Write out the rows again from the first one through the line holding "point(685, 193)", inclusive, with the requests unchanged. Move each answer point by adding 62 to both of its coordinates.

[Pointing and labeling entries]
☆ ☆ ☆ ☆

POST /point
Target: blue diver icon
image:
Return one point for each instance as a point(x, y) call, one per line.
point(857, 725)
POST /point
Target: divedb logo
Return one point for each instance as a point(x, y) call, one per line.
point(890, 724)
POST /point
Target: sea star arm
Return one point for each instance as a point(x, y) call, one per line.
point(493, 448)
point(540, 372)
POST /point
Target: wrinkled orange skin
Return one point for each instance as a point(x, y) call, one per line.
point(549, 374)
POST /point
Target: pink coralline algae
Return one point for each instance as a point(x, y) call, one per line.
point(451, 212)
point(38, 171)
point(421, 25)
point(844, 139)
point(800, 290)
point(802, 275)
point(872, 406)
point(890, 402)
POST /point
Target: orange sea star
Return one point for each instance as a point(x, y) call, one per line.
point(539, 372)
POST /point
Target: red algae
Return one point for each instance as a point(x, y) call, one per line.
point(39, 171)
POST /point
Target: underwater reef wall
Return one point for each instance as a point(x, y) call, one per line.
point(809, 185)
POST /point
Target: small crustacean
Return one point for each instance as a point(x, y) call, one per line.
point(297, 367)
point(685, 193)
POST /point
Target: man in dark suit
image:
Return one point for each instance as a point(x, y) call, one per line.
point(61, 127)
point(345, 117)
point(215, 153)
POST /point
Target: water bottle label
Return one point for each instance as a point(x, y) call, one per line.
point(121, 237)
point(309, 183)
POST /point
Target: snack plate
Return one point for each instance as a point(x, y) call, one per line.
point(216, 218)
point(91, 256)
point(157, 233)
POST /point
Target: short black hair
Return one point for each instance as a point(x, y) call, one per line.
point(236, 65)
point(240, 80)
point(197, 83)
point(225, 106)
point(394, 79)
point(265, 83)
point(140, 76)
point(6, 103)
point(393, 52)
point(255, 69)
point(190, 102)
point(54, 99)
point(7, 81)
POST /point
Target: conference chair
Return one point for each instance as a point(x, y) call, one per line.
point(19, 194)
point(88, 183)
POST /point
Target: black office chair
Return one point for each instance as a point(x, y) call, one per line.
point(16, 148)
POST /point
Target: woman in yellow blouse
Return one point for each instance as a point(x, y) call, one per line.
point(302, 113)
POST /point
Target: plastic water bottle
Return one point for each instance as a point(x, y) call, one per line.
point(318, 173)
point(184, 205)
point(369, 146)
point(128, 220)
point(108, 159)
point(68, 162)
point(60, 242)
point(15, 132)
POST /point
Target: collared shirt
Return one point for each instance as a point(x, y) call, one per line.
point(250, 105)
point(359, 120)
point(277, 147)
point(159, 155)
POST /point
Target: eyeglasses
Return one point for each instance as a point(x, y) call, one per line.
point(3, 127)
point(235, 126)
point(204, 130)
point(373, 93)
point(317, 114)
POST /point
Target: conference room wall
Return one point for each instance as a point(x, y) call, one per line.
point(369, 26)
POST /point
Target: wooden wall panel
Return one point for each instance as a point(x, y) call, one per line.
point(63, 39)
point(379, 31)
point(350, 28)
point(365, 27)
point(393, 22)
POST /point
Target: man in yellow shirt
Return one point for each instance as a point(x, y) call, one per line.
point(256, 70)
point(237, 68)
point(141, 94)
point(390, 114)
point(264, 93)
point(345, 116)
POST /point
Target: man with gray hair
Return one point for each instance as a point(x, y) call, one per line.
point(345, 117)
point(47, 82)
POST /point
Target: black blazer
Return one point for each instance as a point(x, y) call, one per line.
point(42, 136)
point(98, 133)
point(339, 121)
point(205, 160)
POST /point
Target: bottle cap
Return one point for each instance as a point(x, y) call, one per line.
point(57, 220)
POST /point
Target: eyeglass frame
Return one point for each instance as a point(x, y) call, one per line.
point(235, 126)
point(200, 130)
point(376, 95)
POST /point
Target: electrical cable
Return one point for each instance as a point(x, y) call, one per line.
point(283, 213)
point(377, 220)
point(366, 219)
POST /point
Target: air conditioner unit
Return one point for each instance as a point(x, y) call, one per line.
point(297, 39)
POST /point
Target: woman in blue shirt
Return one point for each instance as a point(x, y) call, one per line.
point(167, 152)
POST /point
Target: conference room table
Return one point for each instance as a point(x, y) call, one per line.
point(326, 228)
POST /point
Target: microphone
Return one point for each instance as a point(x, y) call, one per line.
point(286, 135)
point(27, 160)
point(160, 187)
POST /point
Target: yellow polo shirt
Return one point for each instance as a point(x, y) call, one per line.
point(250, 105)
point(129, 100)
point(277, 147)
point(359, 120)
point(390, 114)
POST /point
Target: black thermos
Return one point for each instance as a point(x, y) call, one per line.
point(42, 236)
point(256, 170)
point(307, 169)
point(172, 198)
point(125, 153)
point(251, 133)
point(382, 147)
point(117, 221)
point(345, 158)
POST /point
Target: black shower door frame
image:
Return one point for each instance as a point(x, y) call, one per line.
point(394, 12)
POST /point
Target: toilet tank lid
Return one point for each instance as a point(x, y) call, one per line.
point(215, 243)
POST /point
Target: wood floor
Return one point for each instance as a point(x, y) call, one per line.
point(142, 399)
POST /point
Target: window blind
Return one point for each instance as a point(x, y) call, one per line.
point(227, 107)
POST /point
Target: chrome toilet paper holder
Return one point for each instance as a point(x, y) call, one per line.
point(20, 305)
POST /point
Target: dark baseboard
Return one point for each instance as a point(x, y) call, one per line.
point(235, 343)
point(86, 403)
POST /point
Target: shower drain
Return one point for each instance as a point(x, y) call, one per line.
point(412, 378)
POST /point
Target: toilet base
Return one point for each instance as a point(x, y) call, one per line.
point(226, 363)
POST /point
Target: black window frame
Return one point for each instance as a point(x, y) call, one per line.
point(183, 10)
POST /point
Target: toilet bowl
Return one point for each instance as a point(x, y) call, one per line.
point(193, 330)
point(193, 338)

☆ ☆ ☆ ☆

Result for this exercise:
POST /point
Target: blue diver icon
image:
Return one point for each instance as a point(x, y) call, one per line.
point(919, 787)
POST /point
Target: divedb logo
Return one point for each instance as a point(x, y) call, one per line.
point(952, 786)
POST /point
Target: sea star arm
Return one point for each instance as a point(x, y) call, one per line.
point(555, 510)
point(602, 434)
POST /point
Target: wrinkled orange skin
Return one point for each instance as a point(x, y) call, one per line.
point(611, 436)
POST /point
Target: pink coralline algae
Return one point for each instance as a point(x, y) call, one per line.
point(513, 274)
point(100, 233)
point(483, 87)
point(906, 201)
point(862, 352)
point(864, 337)
point(934, 468)
point(952, 464)
POST /point
Target: orange sea star
Return one point for each instance as a point(x, y) call, one per line.
point(601, 434)
POST /point
Target: red algae
Return one point for each instance as a point(x, y) call, one per line.
point(101, 233)
POST /point
Target: underwater reef wall
Return one point for each instance as a point(x, y) call, one per line.
point(871, 247)
POST /point
Target: small crustacean
Return one point for each instance as a point(x, y) call, one per line.
point(359, 429)
point(747, 255)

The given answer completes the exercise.